Reproduce everything from the start of the items down to the line containing "column 261, row 272", substituting "onlooker" for "spectator" and leaving all else unchanged.

-- start of Task inputs --

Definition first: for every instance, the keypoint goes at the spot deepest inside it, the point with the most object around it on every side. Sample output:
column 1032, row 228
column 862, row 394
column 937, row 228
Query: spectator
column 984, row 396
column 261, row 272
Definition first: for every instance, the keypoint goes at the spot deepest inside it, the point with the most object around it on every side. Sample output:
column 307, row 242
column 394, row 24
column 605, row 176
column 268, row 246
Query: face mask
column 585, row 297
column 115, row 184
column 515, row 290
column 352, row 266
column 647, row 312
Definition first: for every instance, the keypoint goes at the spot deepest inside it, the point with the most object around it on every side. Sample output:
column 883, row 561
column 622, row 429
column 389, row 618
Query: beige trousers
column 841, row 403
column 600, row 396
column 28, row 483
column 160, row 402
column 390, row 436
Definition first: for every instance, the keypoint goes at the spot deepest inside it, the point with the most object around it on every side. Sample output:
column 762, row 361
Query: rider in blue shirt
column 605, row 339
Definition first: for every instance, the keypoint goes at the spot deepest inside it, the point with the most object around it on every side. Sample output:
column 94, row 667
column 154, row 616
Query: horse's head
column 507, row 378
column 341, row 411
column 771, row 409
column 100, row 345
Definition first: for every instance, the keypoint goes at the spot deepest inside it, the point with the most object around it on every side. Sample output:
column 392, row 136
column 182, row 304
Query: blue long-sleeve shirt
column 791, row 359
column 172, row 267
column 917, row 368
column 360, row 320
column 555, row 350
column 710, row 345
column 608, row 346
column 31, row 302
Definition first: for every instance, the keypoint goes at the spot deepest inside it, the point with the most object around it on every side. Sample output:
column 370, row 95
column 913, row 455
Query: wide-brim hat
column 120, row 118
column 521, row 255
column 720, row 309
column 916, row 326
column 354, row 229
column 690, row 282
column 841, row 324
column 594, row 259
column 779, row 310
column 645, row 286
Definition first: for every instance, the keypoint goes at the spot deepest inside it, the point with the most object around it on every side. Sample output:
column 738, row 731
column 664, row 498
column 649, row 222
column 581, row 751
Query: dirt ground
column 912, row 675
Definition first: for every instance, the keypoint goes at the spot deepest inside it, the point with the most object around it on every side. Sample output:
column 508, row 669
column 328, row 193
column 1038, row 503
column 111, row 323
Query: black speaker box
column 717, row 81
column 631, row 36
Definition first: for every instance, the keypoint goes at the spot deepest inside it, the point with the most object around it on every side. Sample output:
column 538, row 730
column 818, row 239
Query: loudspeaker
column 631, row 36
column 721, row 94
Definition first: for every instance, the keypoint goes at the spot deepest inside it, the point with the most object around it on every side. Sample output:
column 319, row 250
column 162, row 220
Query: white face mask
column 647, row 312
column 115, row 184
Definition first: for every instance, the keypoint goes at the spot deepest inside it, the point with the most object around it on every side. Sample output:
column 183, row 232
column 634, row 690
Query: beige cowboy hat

-- end of Task inputs --

**Complete output**
Definition first: for every instance, the keypoint goes at the spot deepest inside it, the point with the most object around it on every side. Sample output:
column 1032, row 228
column 862, row 394
column 937, row 228
Query: onlooker
column 984, row 396
column 261, row 272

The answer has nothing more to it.